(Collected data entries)
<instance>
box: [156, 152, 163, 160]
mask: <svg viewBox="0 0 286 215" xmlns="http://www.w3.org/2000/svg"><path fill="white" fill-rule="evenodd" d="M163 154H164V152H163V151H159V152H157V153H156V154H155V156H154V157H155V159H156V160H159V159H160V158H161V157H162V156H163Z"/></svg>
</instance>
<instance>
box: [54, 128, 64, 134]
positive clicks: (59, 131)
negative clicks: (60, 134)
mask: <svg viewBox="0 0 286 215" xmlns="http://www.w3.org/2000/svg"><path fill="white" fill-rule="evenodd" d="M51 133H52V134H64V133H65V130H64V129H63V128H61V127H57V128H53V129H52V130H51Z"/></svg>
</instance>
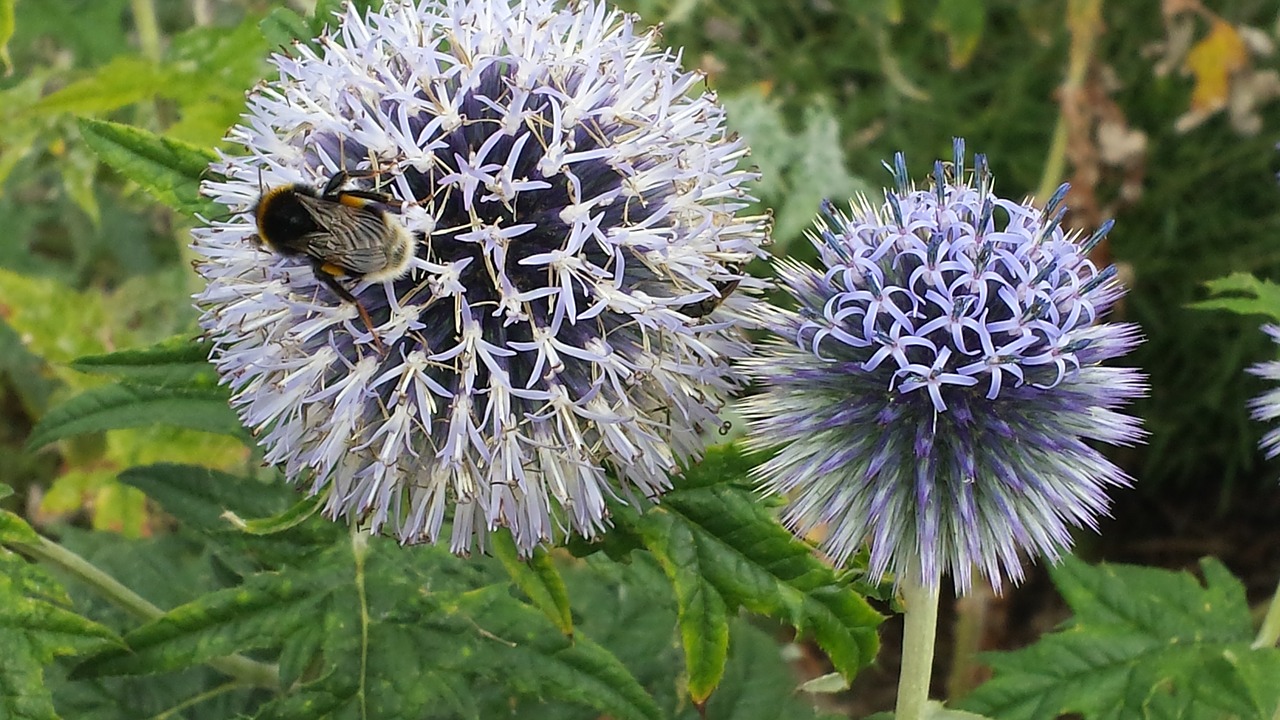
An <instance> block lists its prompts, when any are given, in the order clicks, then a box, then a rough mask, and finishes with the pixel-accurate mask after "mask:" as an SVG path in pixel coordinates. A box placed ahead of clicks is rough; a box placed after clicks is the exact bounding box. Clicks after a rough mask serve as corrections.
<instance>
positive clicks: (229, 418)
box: [27, 383, 244, 450]
mask: <svg viewBox="0 0 1280 720" xmlns="http://www.w3.org/2000/svg"><path fill="white" fill-rule="evenodd" d="M155 424H160V425H170V427H175V428H187V429H192V430H204V432H209V433H219V434H227V436H233V437H243V436H244V430H243V428H241V424H239V419H238V418H236V414H234V413H233V411H232V410H230V406H228V393H227V388H224V387H219V386H210V387H159V386H134V384H125V383H119V384H109V386H101V387H96V388H91V389H87V391H84V392H82V393H81V395H77V396H76V397H72V398H70V400H68V401H65V402H63V404H61V405H56V406H54V407H52V409H50V410H49V413H47V414H46V415H45V416H44V418H41V419H40V421H38V423H37V424H36V427H35V428H32V430H31V437H29V438H28V439H27V447H28V448H31V450H36V448H40V447H44V446H46V445H49V443H51V442H55V441H59V439H63V438H68V437H73V436H79V434H84V433H97V432H102V430H114V429H120V428H141V427H147V425H155Z"/></svg>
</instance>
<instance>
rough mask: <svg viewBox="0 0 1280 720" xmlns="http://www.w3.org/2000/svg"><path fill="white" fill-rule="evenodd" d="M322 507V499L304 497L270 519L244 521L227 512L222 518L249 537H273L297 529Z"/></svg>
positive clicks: (246, 520) (231, 513)
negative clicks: (290, 506) (278, 534)
mask: <svg viewBox="0 0 1280 720" xmlns="http://www.w3.org/2000/svg"><path fill="white" fill-rule="evenodd" d="M323 506H324V497H323V496H316V497H305V498H302V500H300V501H298V502H294V503H293V506H292V507H289V509H288V510H285V511H284V512H280V514H278V515H271V516H270V518H255V519H250V520H246V519H243V518H241V516H239V515H236V514H233V512H232V511H227V512H224V514H223V518H224V519H227V520H229V521H230V523H232V524H233V525H236V528H238V529H241V530H243V532H244V533H248V534H251V536H274V534H276V533H283V532H284V530H291V529H293V528H297V527H298V525H301V524H302V523H306V521H307V520H310V519H311V518H314V516H315V514H316V512H319V511H320V507H323Z"/></svg>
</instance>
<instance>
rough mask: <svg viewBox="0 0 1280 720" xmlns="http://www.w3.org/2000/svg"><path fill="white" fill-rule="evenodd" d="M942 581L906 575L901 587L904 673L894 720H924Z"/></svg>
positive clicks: (902, 652) (937, 624)
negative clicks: (904, 623)
mask: <svg viewBox="0 0 1280 720" xmlns="http://www.w3.org/2000/svg"><path fill="white" fill-rule="evenodd" d="M938 584H940V578H938V577H937V575H934V577H933V578H920V573H919V570H916V571H913V573H904V574H902V580H901V584H900V588H901V589H902V605H905V606H906V615H905V621H906V626H905V628H904V630H902V670H901V674H900V675H899V678H897V703H896V706H895V711H893V720H922V719H923V717H924V711H925V707H927V705H928V702H929V679H931V678H932V675H933V641H934V639H936V637H937V632H938Z"/></svg>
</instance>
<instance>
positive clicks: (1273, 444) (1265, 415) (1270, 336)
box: [1249, 324, 1280, 460]
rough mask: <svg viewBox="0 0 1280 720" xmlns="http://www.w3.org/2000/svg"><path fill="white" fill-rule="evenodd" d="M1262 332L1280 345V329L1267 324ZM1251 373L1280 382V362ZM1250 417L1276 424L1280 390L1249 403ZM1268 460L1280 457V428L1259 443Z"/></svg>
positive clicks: (1255, 367) (1251, 373)
mask: <svg viewBox="0 0 1280 720" xmlns="http://www.w3.org/2000/svg"><path fill="white" fill-rule="evenodd" d="M1262 332H1265V333H1267V337H1270V338H1271V340H1272V341H1275V342H1277V343H1280V327H1277V325H1272V324H1266V325H1262ZM1249 373H1251V374H1254V375H1257V377H1260V378H1263V379H1266V380H1271V382H1276V380H1280V360H1270V361H1266V363H1258V364H1256V365H1253V366H1252V368H1249ZM1249 415H1251V416H1252V418H1253V419H1254V420H1258V421H1262V423H1271V424H1274V423H1275V420H1276V419H1277V418H1280V388H1271V389H1268V391H1266V392H1263V393H1262V395H1260V396H1257V397H1254V398H1253V400H1251V401H1249ZM1258 446H1260V447H1261V448H1262V452H1263V454H1266V456H1267V459H1268V460H1270V459H1272V457H1275V456H1276V455H1280V428H1275V427H1272V428H1271V429H1270V430H1267V432H1266V433H1265V434H1263V436H1262V441H1261V442H1260V443H1258Z"/></svg>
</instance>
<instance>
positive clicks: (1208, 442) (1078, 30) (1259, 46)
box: [0, 0, 1280, 536]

▸ **Task statement**
Could the entries above be restated word for word, with the pictures left out?

▸ **Task result**
<instance>
box: [156, 152, 163, 160]
mask: <svg viewBox="0 0 286 215" xmlns="http://www.w3.org/2000/svg"><path fill="white" fill-rule="evenodd" d="M163 154H164V152H163V151H159V152H157V153H156V154H155V156H154V157H155V159H156V160H159V159H160V158H161V157H162V156H163Z"/></svg>
</instance>
<instance>
box: [54, 128, 64, 134]
positive clicks: (59, 131)
negative clicks: (60, 134)
mask: <svg viewBox="0 0 286 215" xmlns="http://www.w3.org/2000/svg"><path fill="white" fill-rule="evenodd" d="M51 133H52V134H64V133H65V130H64V129H63V128H61V127H57V128H53V129H52V130H51Z"/></svg>
</instance>
An <instance> block lists its prompts, when any are given, in the order clicks, then a box, then a rough mask, and finishes with the pixel-accurate mask after "mask:" as an SVG path in pixel coordinates. A box placed ahead of clicks is rough; a box placed after clicks is the exact bounding box. Clicks after a rough mask serve as corrections.
<instance>
positive clicks: (229, 418)
box: [27, 383, 244, 450]
mask: <svg viewBox="0 0 1280 720" xmlns="http://www.w3.org/2000/svg"><path fill="white" fill-rule="evenodd" d="M155 424H160V425H170V427H175V428H187V429H192V430H204V432H209V433H219V434H227V436H233V437H243V436H244V430H243V428H241V424H239V419H238V418H236V414H234V413H233V411H232V410H230V406H228V393H227V388H224V387H219V386H210V387H159V386H134V384H125V383H119V384H109V386H101V387H96V388H91V389H87V391H84V392H82V393H81V395H77V396H76V397H72V398H70V400H68V401H65V402H63V404H61V405H56V406H54V407H52V409H50V410H49V413H47V414H46V415H45V416H44V418H41V419H40V421H38V423H37V424H36V427H35V428H32V430H31V437H29V438H28V439H27V447H28V448H31V450H36V448H40V447H44V446H46V445H49V443H51V442H55V441H59V439H63V438H68V437H73V436H79V434H84V433H97V432H102V430H114V429H120V428H141V427H147V425H155Z"/></svg>
</instance>
<instance>
rough mask: <svg viewBox="0 0 1280 720" xmlns="http://www.w3.org/2000/svg"><path fill="white" fill-rule="evenodd" d="M322 507V499L304 497L270 519L244 521L227 512L222 518L249 537H273L297 529Z"/></svg>
positive clicks: (246, 520) (231, 513)
negative clicks: (290, 506) (278, 534)
mask: <svg viewBox="0 0 1280 720" xmlns="http://www.w3.org/2000/svg"><path fill="white" fill-rule="evenodd" d="M323 506H324V497H323V496H316V497H305V498H302V500H300V501H298V502H294V503H293V506H292V507H289V509H288V510H285V511H284V512H280V514H278V515H271V516H270V518H255V519H250V520H246V519H243V518H241V516H239V515H236V514H233V512H232V511H227V512H224V514H223V518H224V519H227V520H229V521H230V523H232V524H233V525H236V528H238V529H241V530H243V532H244V533H248V534H251V536H274V534H276V533H283V532H284V530H291V529H293V528H297V527H298V525H301V524H302V523H306V521H307V520H310V519H311V518H314V516H315V514H316V512H319V511H320V507H323Z"/></svg>
</instance>
<instance>
rough mask: <svg viewBox="0 0 1280 720" xmlns="http://www.w3.org/2000/svg"><path fill="white" fill-rule="evenodd" d="M942 581L906 575L901 587L904 673L894 720H924Z"/></svg>
positive clicks: (902, 652) (937, 624)
negative clicks: (904, 623)
mask: <svg viewBox="0 0 1280 720" xmlns="http://www.w3.org/2000/svg"><path fill="white" fill-rule="evenodd" d="M938 584H940V578H938V577H937V575H934V577H933V578H920V573H919V570H916V571H913V573H904V574H902V580H901V584H900V588H901V589H902V605H905V606H906V615H905V621H906V626H905V628H904V630H902V670H901V674H900V675H899V678H897V703H896V706H895V711H893V720H922V719H923V717H924V711H925V707H927V705H928V702H929V679H931V678H932V675H933V641H934V639H936V637H937V632H938Z"/></svg>
</instance>
<instance>
positive clicks: (1273, 444) (1265, 415) (1270, 336)
box: [1249, 324, 1280, 460]
rough mask: <svg viewBox="0 0 1280 720" xmlns="http://www.w3.org/2000/svg"><path fill="white" fill-rule="evenodd" d="M1262 332L1280 345V329L1267 324ZM1251 373L1280 382V362ZM1250 417L1276 424L1280 390L1249 403ZM1268 460L1280 457V428L1259 443Z"/></svg>
positive clicks: (1255, 367) (1251, 373)
mask: <svg viewBox="0 0 1280 720" xmlns="http://www.w3.org/2000/svg"><path fill="white" fill-rule="evenodd" d="M1262 332H1265V333H1267V337H1270V338H1271V340H1272V341H1275V342H1277V343H1280V327H1277V325H1272V324H1266V325H1262ZM1249 373H1251V374H1254V375H1257V377H1260V378H1263V379H1266V380H1271V382H1276V380H1280V360H1270V361H1266V363H1258V364H1256V365H1253V366H1252V368H1249ZM1249 415H1251V416H1252V418H1253V419H1254V420H1258V421H1262V423H1271V424H1274V423H1275V420H1276V419H1277V418H1280V388H1271V389H1268V391H1266V392H1263V393H1262V395H1260V396H1257V397H1254V398H1253V400H1251V401H1249ZM1258 446H1260V447H1261V448H1262V452H1263V454H1266V456H1267V459H1268V460H1270V459H1272V457H1275V456H1276V455H1280V428H1275V427H1272V428H1271V429H1270V430H1267V432H1266V433H1265V434H1263V436H1262V441H1261V442H1260V443H1258Z"/></svg>
</instance>
<instance>
positive clicks: (1208, 442) (1078, 30) (1259, 46)
box: [0, 0, 1280, 536]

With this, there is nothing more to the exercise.